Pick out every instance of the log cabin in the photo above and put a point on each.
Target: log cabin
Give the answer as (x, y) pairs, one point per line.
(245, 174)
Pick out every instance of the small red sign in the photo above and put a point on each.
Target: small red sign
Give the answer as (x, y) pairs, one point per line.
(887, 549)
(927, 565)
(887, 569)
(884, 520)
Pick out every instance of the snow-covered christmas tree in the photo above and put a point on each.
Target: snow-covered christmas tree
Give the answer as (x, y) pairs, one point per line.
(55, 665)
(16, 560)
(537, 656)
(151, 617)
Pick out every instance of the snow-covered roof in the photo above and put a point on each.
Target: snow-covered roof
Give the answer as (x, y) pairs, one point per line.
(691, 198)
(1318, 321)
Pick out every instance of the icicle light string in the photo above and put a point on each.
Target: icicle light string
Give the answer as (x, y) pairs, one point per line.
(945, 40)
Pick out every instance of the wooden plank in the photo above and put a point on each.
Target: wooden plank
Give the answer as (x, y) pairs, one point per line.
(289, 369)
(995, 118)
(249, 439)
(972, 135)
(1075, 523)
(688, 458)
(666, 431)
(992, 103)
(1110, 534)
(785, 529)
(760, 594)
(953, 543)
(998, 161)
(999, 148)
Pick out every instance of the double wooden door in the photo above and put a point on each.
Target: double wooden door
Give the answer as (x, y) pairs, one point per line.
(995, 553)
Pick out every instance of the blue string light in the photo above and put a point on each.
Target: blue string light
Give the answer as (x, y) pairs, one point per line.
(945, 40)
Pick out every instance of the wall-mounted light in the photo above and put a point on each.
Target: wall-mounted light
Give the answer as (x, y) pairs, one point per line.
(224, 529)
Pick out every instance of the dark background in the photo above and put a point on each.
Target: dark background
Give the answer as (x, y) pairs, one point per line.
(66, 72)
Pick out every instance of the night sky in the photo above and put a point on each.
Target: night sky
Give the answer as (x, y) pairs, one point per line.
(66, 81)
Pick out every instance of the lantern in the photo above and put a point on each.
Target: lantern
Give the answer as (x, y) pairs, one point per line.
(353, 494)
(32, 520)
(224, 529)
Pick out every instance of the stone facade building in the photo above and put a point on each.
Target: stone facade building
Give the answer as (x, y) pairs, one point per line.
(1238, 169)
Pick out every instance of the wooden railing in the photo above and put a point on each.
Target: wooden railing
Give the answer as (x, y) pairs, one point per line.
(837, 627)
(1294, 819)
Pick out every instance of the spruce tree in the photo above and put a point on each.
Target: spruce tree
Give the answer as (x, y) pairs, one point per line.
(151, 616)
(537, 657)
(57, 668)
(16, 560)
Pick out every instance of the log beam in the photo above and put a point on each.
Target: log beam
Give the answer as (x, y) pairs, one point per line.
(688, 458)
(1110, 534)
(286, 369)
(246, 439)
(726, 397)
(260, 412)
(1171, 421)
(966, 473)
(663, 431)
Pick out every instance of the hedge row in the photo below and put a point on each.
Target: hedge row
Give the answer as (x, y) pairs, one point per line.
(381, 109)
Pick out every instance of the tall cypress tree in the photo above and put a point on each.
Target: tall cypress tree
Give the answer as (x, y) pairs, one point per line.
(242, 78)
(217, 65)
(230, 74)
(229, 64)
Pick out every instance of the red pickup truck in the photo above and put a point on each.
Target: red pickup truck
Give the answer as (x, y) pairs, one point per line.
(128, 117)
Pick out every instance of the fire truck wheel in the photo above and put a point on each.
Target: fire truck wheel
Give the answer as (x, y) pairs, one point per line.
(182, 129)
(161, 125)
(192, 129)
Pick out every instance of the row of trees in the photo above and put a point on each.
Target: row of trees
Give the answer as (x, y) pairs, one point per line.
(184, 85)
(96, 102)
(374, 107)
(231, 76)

**Problem description:** Output each record exactly, leaving nothing out.

**Task output:**
Pick out every instance of the log cabin in the photo above and put a point on each.
Target: log cabin
Give the answer as (x, y) pairs, one point per line.
(245, 174)
Pick out every instance of the small red sign in the photo above and put a point on each.
Target: small red sign
Give the answer as (x, y) pairs, one point per line.
(887, 549)
(927, 565)
(887, 569)
(884, 520)
Pick out every instance of the snow-covered christmas tree in the photo above and put a point on each.
Target: snow-covered christmas tree
Give the answer as (x, y) pairs, one point per line.
(55, 665)
(16, 560)
(537, 656)
(151, 617)
Pick out every instance of the snow-covered roof in the photo above and put a point on each.
Target: snow-covered roof
Give the answer as (x, y) pairs, one point per line.
(691, 198)
(1318, 321)
Pick out every instance of the icicle light string in the photo above and put a point on each.
Target: icicle light string
Give the answer as (x, y) pairs, one point per line.
(945, 40)
Pick out every instance of the wooden plank in the photo above and put a point on each.
Target: wooden plank
Give the answer as (x, y) pairs, one point per line.
(289, 369)
(995, 118)
(249, 439)
(972, 135)
(1075, 523)
(688, 458)
(666, 431)
(992, 103)
(1110, 534)
(785, 529)
(760, 594)
(953, 543)
(998, 161)
(999, 148)
Pick out every instance of the double wooden door in the photo above and put a point on each.
Target: double wooden door
Give the answer as (x, y) pairs, one point per line.
(995, 553)
Pick out every instance of the blue string light in the photo above and put a point on each.
Target: blue string light
Give the answer as (x, y) pairs, one point per line.
(945, 40)
Pick out every instance of the wall-mounted light in the photo above and put a point on each.
Target: wall-mounted light
Give the answer as (x, y) pairs, one point per line.
(224, 529)
Pick out every instance of the dark background in the photo above and put a point on each.
Target: dark background
Give the answer as (x, y) pairs, one point per line.
(66, 72)
Pick out every instance of the night sky in the photo above and put a point on each.
Target: night sky
Give the answer as (x, y) pairs, one point per line.
(66, 81)
Pick out every instance of the lantern in the photo above and put a point on each.
Target: lantern
Give the answer as (x, y) pairs, one point per line.
(353, 494)
(32, 520)
(224, 529)
Pick out every instance of the stone facade building in the photo above and put a point on each.
Target: stone facade building
Give the answer as (x, y) pairs, one point per line.
(1238, 169)
Pick out every instance of the wooden railing in the photo above and put a point on each.
Target: wooden railing
Give the answer as (x, y) pairs, one point per line.
(837, 627)
(1294, 819)
Pick out every instance of the spruce tree in the photo above and put a point on each.
Target: spruce tree
Give the answer as (x, y) pairs, one point per line.
(151, 616)
(537, 657)
(57, 668)
(16, 560)
Pick out every instance of the log beam in the photo above and put a point on each.
Target: log beam
Give the answer as (x, y) pairs, one point per line.
(688, 458)
(1110, 534)
(286, 369)
(246, 439)
(726, 397)
(260, 412)
(1171, 421)
(966, 473)
(663, 431)
Pick out every instance of the hedge row in the photo below and put a point on each.
Target: hedge row
Give the answer as (x, y) pairs, one point per line.
(381, 109)
Pick out every instance of the tall cypress tree in the photo above and put a point on each.
Target: tall cypress tree
Give the answer as (x, y) pairs, one point per line.
(242, 78)
(217, 65)
(230, 74)
(229, 64)
Pick out every instance of the red pickup truck in the photo above and put a point on each.
Target: red pickup truck
Give the answer as (x, y) pairs, one point per line.
(128, 117)
Pick out every instance of the fire truck wheel in the photo above and put a point on each.
Target: fire truck wheel
Give the answer as (x, y) pairs, one point per line.
(182, 129)
(161, 125)
(192, 129)
Pick out every instance of the row of trees in the photo above and put a point on each.
Target: row of trees
Give the answer as (x, y) pairs, one point per line.
(184, 85)
(96, 102)
(374, 107)
(231, 76)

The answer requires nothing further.